===== Text passage

Exercise 10: Scaling Up / Big Data

Kevin Mader
May 12, 2016

Objectives

Make a basic job using Condor
Make an parameter sweep using Condor
Use a 'big data' tool for basic image processing

Introductory Material

KNIME Ideas

Workflow Variables

These are variables for the workflow which can be changed each time the workflow is run sort of a specific run configuration (containing parameters or filenames)

Inside a workflow itself it is setup in the following panel located by right clicking the workflow

It's possible to change the configuration of the workflow through workflow variables. If a variable is defined for a workflow, you can use it in batch mode by referring to it using a comma separated triplet to specify the name, value and type like this:

-workflow.variable=my_integer,5,int

Batch Mode / Headless

In order to run a workflow, named "Knime_project" contained in the workspace directory, execute in one line:

knime -nosplash -application org.knime.product.KNIME_BATCH_APPLICATION -workflowDir="workspace/Knime_project"

In order to run a workflow, name "Knime_project.zip" exported as an .zip file, execute in one line:

knime -nosplash -application org.knime.product.KNIME_BATCH_APPLICATION -workflowFile="PATH_TO_FILE/Knime_project.zip"

Condor Scripts

Condor (like Sun Grid Engine) is a queue processing system. It manages a cluster (large collection of computers connected with a network and sharing some if not all storage) and distributes tasks to each computer. Job (task) is a single task to be executed containing information on where the data is located and what should be done with the data.

Condor at ITET

The instructions and specific details for Condor at ITET

Basic Commands

Submit a job condor_submit
Check the status of jobs condor_q
Delete a job condor_rm
Delete all jobs condor_rm -all

Tasks

First Demo Script (Matlab)

==========
===== Provided data

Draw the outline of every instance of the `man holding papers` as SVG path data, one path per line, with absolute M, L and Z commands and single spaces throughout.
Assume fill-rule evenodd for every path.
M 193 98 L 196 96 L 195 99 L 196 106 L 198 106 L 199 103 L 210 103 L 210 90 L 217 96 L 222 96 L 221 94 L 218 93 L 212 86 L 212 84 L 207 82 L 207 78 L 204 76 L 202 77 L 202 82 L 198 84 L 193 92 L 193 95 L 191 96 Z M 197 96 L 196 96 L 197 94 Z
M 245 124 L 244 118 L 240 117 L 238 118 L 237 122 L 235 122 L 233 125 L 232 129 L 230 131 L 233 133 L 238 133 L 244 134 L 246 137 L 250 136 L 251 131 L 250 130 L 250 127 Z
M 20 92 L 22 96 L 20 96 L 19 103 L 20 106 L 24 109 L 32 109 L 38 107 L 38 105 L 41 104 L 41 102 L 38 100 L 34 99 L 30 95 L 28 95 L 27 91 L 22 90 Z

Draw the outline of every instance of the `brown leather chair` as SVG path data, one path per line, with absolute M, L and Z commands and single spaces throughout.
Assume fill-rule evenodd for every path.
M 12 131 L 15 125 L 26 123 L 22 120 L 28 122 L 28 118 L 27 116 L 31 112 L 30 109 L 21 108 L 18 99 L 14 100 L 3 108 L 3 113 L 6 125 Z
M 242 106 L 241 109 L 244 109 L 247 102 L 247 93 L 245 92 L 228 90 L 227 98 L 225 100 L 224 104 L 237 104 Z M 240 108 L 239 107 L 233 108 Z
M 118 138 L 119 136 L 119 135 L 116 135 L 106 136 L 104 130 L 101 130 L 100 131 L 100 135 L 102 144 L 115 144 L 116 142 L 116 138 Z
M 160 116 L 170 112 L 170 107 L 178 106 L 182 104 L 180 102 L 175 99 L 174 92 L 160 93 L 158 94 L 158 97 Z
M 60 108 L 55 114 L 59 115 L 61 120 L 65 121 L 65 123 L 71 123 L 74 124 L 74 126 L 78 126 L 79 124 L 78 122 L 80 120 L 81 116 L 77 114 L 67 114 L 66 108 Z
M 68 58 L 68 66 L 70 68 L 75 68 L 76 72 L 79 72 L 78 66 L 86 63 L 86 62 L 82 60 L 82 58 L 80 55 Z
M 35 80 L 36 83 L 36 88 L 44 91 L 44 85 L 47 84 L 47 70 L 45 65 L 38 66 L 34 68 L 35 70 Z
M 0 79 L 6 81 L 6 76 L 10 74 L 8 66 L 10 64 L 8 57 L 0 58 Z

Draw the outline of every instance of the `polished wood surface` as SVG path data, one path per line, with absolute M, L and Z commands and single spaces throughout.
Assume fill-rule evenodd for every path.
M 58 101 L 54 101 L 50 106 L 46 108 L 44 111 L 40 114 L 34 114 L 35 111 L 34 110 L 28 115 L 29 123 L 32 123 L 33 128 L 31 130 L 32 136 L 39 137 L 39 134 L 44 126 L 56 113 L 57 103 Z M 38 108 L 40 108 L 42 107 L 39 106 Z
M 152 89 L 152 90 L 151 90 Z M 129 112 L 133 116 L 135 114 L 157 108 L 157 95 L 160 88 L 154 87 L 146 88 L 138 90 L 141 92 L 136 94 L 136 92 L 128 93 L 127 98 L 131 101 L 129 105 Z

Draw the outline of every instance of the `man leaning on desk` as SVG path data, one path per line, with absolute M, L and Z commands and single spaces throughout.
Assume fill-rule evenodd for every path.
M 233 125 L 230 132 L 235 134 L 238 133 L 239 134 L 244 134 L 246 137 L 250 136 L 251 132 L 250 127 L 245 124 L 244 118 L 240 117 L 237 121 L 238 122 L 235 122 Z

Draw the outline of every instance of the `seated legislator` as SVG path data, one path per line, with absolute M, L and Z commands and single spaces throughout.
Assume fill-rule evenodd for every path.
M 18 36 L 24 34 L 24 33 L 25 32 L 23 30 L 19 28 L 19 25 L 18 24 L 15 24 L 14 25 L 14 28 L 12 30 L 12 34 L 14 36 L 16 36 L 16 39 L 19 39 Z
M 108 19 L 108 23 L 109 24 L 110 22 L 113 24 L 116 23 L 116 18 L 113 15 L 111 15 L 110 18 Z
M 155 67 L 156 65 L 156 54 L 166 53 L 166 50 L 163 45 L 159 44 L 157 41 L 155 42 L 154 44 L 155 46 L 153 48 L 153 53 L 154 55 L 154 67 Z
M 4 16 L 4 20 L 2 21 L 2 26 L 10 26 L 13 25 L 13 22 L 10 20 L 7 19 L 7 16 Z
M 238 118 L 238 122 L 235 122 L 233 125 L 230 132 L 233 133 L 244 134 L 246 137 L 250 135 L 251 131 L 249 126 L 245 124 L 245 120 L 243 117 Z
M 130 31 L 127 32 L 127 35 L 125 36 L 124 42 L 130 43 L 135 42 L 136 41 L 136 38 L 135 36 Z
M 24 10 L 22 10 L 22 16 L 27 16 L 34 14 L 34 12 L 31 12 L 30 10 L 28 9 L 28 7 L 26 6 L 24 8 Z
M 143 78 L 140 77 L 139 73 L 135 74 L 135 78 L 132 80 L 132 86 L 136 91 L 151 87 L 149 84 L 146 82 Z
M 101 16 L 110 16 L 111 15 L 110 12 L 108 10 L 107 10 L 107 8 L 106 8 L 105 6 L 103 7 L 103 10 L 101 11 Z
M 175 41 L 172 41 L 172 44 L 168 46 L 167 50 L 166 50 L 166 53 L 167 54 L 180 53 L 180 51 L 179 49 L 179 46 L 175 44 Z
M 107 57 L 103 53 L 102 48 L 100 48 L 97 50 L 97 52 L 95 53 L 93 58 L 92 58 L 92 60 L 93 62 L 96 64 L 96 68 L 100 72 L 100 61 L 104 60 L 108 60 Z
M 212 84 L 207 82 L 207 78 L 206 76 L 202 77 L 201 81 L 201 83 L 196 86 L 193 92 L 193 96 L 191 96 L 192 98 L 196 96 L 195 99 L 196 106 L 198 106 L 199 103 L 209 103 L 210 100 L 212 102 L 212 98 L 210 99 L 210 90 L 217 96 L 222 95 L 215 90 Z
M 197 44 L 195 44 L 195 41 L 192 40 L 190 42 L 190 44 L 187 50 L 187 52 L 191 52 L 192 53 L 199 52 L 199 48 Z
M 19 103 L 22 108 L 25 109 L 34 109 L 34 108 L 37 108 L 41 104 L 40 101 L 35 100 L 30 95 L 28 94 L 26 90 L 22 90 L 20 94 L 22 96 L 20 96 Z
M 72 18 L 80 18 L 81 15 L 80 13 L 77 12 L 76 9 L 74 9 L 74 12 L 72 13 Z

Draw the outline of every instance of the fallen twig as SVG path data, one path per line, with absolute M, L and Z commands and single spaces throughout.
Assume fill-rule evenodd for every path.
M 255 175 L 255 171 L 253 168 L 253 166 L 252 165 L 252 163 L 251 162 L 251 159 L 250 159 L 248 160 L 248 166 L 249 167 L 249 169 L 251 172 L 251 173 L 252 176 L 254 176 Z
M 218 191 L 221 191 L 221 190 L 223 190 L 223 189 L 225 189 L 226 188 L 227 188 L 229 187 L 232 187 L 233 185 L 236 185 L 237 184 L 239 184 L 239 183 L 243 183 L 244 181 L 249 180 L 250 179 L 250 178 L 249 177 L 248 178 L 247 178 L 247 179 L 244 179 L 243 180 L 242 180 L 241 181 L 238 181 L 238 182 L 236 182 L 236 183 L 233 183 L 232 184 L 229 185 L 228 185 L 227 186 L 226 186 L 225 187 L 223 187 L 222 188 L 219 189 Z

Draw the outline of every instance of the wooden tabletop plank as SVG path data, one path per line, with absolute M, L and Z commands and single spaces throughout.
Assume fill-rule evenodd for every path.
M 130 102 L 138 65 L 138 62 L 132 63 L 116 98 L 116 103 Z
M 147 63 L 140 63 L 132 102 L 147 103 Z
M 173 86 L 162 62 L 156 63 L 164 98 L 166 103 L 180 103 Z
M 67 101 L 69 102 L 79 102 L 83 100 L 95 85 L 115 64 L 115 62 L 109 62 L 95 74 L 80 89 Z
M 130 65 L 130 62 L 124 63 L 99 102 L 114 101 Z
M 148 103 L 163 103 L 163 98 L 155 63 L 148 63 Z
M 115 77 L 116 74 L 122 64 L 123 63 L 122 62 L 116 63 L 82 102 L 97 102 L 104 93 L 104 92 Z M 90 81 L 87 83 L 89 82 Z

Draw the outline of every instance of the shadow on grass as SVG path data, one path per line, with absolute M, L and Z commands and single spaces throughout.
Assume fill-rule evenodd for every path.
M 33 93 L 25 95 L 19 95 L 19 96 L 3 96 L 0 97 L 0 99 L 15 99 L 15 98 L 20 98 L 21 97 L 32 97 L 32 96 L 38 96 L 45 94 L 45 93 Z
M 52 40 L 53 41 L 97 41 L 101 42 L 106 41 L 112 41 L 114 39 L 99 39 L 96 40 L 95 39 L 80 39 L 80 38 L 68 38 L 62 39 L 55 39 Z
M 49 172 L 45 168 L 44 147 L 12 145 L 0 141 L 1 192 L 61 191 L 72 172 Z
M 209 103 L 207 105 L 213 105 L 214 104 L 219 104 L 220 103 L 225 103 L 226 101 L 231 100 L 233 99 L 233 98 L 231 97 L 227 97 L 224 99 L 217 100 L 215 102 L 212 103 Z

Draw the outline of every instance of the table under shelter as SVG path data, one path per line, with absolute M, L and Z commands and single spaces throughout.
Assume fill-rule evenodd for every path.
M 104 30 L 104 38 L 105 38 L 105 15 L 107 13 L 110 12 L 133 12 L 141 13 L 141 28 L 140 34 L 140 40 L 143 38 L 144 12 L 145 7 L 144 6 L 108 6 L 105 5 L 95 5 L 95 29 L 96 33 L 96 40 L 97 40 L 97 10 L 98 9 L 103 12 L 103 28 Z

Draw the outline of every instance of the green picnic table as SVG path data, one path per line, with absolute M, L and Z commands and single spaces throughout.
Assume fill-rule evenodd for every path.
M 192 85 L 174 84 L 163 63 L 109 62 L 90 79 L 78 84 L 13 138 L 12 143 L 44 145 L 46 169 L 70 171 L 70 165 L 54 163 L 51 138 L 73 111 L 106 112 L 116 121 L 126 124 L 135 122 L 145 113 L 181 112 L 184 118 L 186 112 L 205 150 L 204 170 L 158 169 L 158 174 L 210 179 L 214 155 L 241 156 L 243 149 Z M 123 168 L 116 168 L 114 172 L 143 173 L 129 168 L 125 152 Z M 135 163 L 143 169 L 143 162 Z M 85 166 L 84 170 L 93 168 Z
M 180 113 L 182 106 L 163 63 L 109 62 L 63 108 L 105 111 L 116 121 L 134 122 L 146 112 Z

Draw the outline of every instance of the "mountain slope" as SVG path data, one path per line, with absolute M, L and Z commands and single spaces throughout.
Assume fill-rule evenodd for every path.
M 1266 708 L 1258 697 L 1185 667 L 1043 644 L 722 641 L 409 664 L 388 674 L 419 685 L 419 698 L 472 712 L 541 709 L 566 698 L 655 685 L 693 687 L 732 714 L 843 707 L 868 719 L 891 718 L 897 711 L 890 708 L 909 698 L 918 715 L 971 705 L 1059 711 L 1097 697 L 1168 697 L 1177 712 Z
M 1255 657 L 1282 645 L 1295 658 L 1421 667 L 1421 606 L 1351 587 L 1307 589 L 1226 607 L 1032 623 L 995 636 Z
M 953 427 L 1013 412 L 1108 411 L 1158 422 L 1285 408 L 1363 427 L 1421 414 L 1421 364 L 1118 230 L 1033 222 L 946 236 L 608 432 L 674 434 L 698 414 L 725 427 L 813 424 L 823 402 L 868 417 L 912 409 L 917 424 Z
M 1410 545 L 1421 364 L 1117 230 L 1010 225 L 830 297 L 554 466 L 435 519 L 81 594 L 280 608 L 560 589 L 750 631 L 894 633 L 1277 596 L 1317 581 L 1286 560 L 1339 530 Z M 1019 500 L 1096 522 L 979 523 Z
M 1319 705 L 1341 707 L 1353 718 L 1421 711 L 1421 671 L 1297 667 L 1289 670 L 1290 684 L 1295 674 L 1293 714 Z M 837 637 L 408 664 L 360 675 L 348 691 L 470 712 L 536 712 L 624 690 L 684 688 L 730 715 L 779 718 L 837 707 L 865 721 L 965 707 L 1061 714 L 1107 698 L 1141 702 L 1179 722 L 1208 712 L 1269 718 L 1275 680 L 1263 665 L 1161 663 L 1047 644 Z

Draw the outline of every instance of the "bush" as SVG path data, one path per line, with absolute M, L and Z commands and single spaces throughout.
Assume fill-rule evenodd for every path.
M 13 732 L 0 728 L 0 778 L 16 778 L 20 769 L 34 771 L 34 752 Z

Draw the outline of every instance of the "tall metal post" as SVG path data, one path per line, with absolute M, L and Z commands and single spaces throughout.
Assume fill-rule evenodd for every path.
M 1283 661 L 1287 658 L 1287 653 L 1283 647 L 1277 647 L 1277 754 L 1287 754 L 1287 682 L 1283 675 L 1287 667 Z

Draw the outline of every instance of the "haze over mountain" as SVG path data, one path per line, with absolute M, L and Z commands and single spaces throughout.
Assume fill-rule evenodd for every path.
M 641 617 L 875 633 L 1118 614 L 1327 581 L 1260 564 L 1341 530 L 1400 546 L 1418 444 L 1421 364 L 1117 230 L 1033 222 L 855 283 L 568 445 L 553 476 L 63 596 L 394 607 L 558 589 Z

==========

Exercise task 1
List every command given under "Basic Commands" in the scaling-up exercise, each with what it does.
Exercise task 2
Continue the scaling-up exercise from its last heading, "First Demo Script (Matlab)".

Final result 1
condor_submit: submit a job
condor_q: check the status of jobs
condor_rm: delete a job
condor_rm -all: delete all jobs

Final result 2
The demo script is provided by D-ITET and can be run by typing ~~jobs cannot be run from the scratch folder~~

cd ~/
git clone https://gist.github.com/a49814356c7e707bb0dc.git
cd a49814356c7e707bb0dc
chmod +x mandelbrot.sh
condor_submit mandelbrot.condor

Cell Colony Demo Workflow

A script to try a number of thresholds on the cell colony image

cd ~/
git clone https://gist.github.com/5b1d261aac240fed5a58.git
cd 5b1d261aac240fed5a58
chmod +x filterandthreshold.sh
condor_submit batchimage.condor

Tasks

Modify the workflow to apply a gaussian filter with a varying sigma instead of a varying threshold
Have the script save the output image as well

Apache Spark

Install Spark (Advanced)

cd /scratch
curl -o spark.tgz http://d3kbcqa49mib13.cloudfront.net/spark-1.3.1-bin-hadoop2.6.tgz
tar -xvf spark.tgz
cd spark-1.3.1-bin-hadoop2.6/

Starting Spark

Spin up your own cluster in an hour ~~ we only use it on one node acting as the master, scheduler, and worker, but normally it is run on different computers ~~

Start the Spark-Shell ./bin/spark-shell
Write code in Scala
Start Spark-python ./bin/pyspark
Write code in Python

Getting an image to Key-Value Format

library(jpeg)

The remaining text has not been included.